▶ [Document passage]:
** BEGIN **

Michel Foucault, the French postmodernist, has been hugely influential in shaping
understandings of power, leading away from the analysis of actors who use power as an
instrument of coercion, and even away from the discreet structures in which those actors
operate, toward the idea that ‘power is everywhere’, diffused and embodied in discourse,
knowledge and ‘regimes of truth’. Power for Foucault is what makes us what we are,
operating on a quite different level from other theories:
‘His work marks a radical departure from previous modes of conceiving power and cannot be
easily integrated with previous ideas, as power is diffuse rather than concentrated, embodied
and enacted rather than possessed, discursive rather than purely coercive, and constitutes
agents rather than being deployed by them.
Foucault challenges the idea that power is wielded by people or groups by way of ‘episodic’
or ‘sovereign’ acts of domination or coercion, seeing it instead as dispersed and pervasive.

** END **

▶ [Raw records]:
** BEGIN **

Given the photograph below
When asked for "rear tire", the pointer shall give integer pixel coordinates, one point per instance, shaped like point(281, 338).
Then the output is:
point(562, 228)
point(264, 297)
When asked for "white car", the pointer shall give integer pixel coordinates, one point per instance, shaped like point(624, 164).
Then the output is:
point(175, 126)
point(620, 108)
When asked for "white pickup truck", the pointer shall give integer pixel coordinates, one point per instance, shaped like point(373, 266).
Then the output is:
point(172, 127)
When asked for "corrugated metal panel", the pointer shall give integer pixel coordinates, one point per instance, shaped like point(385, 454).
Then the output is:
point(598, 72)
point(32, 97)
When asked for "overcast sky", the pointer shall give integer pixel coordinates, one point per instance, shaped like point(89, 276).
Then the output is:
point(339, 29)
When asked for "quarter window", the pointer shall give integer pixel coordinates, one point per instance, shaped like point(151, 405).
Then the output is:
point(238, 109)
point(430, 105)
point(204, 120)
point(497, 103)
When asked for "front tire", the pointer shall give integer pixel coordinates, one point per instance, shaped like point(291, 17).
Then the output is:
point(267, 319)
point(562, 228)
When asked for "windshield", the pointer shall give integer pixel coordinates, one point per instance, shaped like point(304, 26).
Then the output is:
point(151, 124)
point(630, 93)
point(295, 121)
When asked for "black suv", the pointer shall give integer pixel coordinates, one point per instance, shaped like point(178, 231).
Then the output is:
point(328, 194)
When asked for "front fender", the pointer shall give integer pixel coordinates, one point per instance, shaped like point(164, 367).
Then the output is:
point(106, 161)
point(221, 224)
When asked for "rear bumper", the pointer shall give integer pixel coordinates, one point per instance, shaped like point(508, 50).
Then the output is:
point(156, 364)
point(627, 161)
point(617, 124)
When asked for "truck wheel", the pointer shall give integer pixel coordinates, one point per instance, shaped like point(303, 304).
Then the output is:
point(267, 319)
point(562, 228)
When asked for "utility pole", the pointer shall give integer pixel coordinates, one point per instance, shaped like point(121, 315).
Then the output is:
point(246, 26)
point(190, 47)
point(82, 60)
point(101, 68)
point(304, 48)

** END **

▶ [Your objective]: Resume the passage above on Foucault's conception of power, continuing from its final sentence.

▶ [Exercise output]:
‘Power is everywhere’ and ‘comes from everywhere’ so in this sense is neither an agency nor
a structure (Foucault 1998: 63). Instead it is a kind of ‘metapower’ or ‘regime of truth’ that
pervades society, and which is in constant flux and negotiation. Foucault uses the term
‘power/knowledge’ to signify that power is constituted through accepted forms of
knowledge, scientific understanding and ‘truth’:
‘Truth is a thing of this world: it is produced only by virtue of multiple forms of constraint.
And it induces regular effects of power. Each society has its regime of truth, its “general
politics” of truth: that is, the types of discourse which it accepts and makes function as true;
the mechanisms and instances which enable one to distinguish true and false statements, the
means by which each is sanctioned; the techniques and procedures accorded value in the
acquisition of truth; the status of those who are charged with saying what counts as true’
(Foucault, in Rabinow 1991).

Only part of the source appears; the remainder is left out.